======== DATA PROVIDED ========
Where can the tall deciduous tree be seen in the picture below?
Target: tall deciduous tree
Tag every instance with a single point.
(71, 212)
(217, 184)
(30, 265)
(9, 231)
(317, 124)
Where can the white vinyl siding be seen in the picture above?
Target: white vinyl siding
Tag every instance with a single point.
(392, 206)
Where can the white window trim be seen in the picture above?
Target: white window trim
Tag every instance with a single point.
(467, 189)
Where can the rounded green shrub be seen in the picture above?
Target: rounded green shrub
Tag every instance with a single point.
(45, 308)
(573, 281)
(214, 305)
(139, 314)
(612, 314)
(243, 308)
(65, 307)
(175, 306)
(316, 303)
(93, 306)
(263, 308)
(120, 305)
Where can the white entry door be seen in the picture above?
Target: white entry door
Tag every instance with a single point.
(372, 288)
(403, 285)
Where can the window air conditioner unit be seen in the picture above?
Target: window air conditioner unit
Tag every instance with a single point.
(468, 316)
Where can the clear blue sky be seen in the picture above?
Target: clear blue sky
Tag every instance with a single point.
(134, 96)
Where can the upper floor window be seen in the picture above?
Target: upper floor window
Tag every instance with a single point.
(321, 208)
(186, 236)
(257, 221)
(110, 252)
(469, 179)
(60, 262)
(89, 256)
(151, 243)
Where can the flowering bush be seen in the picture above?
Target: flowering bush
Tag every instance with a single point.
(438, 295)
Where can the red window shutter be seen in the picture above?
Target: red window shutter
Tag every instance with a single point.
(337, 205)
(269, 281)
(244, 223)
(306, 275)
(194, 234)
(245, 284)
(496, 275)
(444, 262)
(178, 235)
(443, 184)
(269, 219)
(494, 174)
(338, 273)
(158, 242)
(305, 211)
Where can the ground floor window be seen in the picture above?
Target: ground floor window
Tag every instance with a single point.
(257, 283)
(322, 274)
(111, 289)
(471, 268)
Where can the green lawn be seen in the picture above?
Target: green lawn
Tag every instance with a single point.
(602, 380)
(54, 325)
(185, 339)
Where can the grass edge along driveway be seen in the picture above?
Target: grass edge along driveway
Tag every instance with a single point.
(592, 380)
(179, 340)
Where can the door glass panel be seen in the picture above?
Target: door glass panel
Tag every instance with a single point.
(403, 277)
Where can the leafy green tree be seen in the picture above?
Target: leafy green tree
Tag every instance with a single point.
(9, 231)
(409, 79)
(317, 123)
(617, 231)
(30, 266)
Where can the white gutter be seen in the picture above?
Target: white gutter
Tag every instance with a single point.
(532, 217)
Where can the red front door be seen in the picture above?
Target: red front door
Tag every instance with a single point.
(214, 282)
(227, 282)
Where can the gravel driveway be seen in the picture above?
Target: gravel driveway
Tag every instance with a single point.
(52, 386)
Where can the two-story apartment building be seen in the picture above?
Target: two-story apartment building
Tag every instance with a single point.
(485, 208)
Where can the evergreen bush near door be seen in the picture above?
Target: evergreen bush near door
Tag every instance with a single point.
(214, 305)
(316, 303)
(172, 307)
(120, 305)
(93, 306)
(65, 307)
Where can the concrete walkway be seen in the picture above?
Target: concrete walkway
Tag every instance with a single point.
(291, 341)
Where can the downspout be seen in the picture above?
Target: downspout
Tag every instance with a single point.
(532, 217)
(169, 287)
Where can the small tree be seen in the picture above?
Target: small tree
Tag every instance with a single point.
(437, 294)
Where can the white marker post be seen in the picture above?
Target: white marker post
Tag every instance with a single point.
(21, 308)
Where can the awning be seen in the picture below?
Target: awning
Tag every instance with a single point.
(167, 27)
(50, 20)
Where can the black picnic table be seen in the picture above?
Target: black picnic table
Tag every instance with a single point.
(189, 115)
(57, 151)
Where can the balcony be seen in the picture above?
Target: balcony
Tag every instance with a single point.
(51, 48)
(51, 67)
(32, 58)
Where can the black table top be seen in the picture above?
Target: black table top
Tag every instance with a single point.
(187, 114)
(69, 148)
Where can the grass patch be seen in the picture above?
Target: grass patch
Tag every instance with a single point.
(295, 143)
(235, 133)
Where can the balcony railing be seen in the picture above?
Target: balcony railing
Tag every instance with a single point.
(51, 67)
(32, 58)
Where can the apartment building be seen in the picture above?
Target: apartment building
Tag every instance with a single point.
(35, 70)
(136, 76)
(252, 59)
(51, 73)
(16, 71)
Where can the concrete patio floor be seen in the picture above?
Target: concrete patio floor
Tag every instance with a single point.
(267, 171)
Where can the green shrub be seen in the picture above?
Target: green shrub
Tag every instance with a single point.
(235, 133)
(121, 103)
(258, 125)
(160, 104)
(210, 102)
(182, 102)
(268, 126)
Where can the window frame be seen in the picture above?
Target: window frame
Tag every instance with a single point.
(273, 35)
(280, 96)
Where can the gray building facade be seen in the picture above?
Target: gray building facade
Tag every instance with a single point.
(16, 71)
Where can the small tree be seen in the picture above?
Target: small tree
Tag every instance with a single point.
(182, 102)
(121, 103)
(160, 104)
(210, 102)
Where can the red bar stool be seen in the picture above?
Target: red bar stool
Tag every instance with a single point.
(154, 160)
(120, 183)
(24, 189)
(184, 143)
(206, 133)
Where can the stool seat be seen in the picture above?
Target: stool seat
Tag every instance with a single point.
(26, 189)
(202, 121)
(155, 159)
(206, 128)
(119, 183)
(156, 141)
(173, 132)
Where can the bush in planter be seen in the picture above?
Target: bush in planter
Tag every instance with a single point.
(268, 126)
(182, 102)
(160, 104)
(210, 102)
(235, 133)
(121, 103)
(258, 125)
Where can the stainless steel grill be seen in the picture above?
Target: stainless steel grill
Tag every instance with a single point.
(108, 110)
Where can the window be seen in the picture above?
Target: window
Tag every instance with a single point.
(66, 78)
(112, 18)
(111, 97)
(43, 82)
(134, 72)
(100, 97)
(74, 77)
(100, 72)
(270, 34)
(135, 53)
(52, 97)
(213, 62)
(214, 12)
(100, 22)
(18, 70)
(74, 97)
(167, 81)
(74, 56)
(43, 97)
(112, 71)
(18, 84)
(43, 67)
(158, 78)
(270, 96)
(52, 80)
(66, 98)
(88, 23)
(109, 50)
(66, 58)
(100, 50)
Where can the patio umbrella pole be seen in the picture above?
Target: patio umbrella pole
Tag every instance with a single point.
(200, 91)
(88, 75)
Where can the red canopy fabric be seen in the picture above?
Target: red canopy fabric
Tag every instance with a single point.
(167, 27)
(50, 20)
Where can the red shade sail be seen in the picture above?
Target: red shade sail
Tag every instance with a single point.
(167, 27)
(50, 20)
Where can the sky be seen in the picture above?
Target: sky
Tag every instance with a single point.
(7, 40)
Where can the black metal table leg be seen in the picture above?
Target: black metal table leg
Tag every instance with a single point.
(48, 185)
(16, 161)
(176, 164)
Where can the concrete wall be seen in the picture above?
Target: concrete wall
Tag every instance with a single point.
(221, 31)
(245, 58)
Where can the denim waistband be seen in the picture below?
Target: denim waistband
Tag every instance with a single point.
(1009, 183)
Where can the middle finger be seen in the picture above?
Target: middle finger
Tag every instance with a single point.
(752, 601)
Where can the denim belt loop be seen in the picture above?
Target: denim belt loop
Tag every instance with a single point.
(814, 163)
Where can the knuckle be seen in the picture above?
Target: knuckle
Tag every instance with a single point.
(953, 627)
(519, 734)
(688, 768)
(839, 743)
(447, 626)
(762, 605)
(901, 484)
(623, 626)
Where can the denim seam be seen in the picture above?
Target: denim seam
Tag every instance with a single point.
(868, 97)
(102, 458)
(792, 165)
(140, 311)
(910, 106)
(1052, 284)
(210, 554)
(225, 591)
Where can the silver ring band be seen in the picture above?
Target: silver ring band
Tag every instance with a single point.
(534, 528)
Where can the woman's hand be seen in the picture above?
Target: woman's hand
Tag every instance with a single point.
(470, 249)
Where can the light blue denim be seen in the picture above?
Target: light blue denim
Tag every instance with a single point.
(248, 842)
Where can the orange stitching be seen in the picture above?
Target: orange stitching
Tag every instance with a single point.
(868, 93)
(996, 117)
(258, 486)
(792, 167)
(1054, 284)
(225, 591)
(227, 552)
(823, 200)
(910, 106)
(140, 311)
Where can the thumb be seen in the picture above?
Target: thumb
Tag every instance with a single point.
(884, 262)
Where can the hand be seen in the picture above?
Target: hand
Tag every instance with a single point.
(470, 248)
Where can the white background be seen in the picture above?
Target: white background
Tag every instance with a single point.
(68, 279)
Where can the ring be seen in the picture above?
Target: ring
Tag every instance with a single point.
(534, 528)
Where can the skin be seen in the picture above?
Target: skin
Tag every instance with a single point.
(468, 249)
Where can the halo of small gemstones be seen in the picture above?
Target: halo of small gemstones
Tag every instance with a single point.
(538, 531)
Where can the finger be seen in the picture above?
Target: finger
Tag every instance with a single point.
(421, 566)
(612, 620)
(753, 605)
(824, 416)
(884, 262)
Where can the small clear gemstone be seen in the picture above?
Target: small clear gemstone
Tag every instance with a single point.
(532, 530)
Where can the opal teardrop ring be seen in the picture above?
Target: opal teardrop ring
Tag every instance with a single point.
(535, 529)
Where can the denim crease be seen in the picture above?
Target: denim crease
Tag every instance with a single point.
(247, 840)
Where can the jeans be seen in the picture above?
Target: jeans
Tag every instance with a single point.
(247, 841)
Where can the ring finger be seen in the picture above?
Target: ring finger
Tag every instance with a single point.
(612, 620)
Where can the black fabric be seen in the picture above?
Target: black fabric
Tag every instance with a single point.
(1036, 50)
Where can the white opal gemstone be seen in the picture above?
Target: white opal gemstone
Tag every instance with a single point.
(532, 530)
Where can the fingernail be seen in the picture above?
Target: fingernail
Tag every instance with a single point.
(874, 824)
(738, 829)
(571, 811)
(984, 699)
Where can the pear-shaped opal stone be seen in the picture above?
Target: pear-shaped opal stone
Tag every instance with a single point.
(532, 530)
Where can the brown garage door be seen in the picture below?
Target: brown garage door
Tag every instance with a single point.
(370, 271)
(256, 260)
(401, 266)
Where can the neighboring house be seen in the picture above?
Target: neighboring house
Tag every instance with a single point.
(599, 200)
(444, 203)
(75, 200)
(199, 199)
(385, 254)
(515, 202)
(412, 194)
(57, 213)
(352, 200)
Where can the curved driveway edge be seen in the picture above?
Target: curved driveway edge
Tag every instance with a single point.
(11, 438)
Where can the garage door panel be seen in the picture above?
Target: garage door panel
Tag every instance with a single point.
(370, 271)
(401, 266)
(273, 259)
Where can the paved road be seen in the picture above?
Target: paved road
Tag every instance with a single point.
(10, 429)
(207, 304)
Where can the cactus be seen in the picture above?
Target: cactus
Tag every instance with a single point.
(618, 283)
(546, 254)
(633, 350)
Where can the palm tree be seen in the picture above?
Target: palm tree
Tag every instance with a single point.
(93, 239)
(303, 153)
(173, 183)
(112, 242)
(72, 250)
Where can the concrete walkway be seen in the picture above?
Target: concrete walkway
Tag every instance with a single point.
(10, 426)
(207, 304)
========
TASK OBJECTIVE: From the line containing "Where can the curved" down to the final line of the data, write out every line exactly; both the first and last of these belong in your answer, and nothing else does.

WRITTEN RESPONSE:
Where can the curved driveway edge be seen in the picture above?
Target: curved driveway edge
Tag every instance with a single point.
(11, 438)
Where can the garage door panel be seen in the picture above?
Target: garage door panel
Tag every instance with a single point.
(370, 271)
(401, 266)
(273, 259)
Where can the paved road be seen in the picture above?
Target: paved road
Tag every instance with a single point.
(10, 429)
(207, 304)
Where can the cactus be seen in the picture above?
Target: cactus
Tag every instance with a single point.
(618, 283)
(546, 254)
(633, 350)
Where can the palm tree be seen in the picture above?
Target: palm tree
Tag every instance with a single point.
(93, 239)
(303, 153)
(173, 183)
(112, 242)
(72, 250)
Where can the concrete walkway be seen in the picture above?
Target: concrete walkway
Tag every instance with a single point.
(10, 426)
(207, 304)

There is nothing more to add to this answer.